> [Enunciado]:
Por favor, copia sin cambios el fragmento del texto de abajo sobre Juan el Bautista que va desde "El evangelista Juan emplea" hasta "testigos de la fe.", ambos incluidos.

Continuamos con el mismo personaje del domingo anterior, Juan el Bautista, pero no nos repetimos aunque el pasaje del Evangelio de hoy nos suene un poco a lo mismo que el que se proclamó el domingo pasado, porque los textos han sido escritos cada uno por un autor diferente, en fechas y en lugares distintos.

El evangelista Juan emplea una palabra que es frecuente y clave para entender sus escritos: "Testimonio". San Juan se presenta como testigo de aquello que ha visto y que ha oído. E incluso nos presenta a Jesús de Nazaret como el "Testigo", como el revelador, de Dios Padre. Y este autor también pretende que sus textos escritos sean un testimonio para los que también estamos llamados a ser testigos de la fe.

El evangelista Juan se enfrenta a un problema existente en las primeras comunidades cristianas donde muchos de los que se han convertido en seguidores de Jesús resulta que en su tiempo también lo fueron de Juan el Bautista, por lo que la controversia está servida: ¿Quién es el más importante de los dos, Juan el Bautista o Jesús de Nazaret? El autor del cuarto Evangelio intenta resolver este problema con este pasaje en el que pone a cada uno de los dos en el lugar que le corresponde y que la Iglesia oficialmente les da: el primero es el Mensajero y el segundo es el Mesías.

> [Material proporcionado]:
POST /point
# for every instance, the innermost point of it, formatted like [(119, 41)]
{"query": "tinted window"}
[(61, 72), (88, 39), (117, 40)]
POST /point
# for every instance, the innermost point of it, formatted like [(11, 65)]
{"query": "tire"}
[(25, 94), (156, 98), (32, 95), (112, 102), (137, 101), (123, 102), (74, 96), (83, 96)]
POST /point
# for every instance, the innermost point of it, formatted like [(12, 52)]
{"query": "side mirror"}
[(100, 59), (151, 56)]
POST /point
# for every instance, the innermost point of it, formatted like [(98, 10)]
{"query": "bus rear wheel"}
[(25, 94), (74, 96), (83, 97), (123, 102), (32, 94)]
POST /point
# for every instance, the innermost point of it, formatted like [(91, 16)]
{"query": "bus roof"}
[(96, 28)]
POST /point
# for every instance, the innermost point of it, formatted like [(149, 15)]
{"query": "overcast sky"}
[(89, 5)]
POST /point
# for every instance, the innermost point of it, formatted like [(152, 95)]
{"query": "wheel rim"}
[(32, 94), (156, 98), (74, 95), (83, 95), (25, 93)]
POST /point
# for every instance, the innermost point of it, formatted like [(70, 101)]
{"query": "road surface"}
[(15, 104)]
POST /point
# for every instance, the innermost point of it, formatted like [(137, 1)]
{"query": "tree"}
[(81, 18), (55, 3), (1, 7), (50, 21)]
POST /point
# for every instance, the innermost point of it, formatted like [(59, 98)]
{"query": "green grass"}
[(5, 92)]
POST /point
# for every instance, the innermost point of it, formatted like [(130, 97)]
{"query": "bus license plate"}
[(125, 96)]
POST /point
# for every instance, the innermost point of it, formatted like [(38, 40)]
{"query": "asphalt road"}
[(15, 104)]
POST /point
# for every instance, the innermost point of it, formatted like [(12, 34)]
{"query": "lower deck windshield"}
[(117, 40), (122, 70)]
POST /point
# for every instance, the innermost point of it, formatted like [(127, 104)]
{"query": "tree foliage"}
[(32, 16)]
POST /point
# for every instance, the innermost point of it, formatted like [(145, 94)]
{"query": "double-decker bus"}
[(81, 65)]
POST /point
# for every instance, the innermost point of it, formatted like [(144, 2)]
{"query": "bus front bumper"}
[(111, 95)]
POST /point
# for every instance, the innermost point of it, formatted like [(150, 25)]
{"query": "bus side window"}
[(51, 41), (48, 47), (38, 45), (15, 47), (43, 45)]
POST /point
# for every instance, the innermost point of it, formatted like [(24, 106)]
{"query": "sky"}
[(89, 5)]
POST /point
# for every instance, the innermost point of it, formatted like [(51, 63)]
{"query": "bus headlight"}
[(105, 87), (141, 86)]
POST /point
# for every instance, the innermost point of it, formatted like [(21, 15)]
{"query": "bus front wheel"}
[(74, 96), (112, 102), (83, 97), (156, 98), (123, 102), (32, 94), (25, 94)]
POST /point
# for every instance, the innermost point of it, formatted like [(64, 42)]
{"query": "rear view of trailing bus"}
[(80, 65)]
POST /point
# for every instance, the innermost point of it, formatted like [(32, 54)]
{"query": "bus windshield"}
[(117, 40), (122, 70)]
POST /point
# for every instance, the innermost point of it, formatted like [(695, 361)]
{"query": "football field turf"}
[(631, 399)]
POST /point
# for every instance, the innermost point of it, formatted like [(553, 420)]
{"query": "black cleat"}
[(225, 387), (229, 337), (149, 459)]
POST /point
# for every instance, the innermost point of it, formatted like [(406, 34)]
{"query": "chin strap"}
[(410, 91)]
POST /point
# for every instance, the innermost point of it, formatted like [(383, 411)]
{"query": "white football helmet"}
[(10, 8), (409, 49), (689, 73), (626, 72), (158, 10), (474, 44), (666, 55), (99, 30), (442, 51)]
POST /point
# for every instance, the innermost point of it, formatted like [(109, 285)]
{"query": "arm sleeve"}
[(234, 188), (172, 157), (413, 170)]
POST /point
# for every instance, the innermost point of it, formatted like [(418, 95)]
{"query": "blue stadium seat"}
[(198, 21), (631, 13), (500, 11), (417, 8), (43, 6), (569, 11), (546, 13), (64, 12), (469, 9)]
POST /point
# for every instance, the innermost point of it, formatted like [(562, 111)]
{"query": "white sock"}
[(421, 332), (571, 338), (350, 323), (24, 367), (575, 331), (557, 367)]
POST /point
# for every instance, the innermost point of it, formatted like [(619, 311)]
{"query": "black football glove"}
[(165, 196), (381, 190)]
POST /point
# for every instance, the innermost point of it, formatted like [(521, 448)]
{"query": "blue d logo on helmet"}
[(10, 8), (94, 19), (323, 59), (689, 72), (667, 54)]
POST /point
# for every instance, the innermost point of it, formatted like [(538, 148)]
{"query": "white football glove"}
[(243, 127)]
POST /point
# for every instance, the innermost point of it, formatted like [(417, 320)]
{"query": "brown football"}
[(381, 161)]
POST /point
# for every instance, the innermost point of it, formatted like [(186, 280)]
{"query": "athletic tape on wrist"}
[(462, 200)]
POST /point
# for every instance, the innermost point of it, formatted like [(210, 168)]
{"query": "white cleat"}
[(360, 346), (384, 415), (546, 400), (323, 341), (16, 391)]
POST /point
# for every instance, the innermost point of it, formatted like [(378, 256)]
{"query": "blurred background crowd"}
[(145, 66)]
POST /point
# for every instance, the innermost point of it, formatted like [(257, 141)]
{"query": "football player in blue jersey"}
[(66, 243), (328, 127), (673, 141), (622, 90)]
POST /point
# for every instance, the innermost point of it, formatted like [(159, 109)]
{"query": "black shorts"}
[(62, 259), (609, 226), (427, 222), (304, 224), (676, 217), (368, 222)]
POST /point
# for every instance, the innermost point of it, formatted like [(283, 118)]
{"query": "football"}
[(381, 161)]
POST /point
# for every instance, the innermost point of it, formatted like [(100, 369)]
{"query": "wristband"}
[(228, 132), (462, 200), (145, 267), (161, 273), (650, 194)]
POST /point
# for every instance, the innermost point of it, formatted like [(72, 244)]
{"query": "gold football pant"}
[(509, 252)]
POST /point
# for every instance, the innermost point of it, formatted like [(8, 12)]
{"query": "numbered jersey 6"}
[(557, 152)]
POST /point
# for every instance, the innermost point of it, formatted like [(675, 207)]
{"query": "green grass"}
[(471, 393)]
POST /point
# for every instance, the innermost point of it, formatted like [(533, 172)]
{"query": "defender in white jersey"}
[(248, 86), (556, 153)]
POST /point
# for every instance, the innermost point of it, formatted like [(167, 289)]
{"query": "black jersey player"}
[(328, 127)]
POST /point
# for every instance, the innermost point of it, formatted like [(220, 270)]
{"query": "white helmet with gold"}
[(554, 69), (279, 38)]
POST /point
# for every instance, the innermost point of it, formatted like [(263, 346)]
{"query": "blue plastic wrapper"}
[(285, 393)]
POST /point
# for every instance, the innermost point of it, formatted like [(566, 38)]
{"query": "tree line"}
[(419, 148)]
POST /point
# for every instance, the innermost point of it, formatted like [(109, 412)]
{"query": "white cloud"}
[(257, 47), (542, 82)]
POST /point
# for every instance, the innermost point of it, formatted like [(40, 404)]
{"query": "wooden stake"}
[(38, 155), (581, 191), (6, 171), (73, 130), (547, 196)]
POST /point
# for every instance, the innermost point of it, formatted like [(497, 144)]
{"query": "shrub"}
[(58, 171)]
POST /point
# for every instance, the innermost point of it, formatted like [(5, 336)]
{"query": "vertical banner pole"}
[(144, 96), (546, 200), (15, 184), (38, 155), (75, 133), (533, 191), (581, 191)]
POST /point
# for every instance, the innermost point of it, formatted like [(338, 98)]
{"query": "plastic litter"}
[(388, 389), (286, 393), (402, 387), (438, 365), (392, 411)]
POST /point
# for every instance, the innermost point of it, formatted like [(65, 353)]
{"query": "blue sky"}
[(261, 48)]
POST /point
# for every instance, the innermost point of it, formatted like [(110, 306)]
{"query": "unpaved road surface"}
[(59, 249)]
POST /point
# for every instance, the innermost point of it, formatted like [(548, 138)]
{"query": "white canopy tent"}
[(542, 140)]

> [Respuesta]:
El evangelista Juan emplea una palabra que es frecuente y clave para entender sus escritos: "Testimonio". San Juan se presenta como testigo de aquello que ha visto y que ha oído. E incluso nos presenta a Jesús de Nazaret como el "Testigo", como el revelador, de Dios Padre. Y este autor también pretende que sus textos escritos sean un testimonio para los que también estamos llamados a ser testigos de la fe.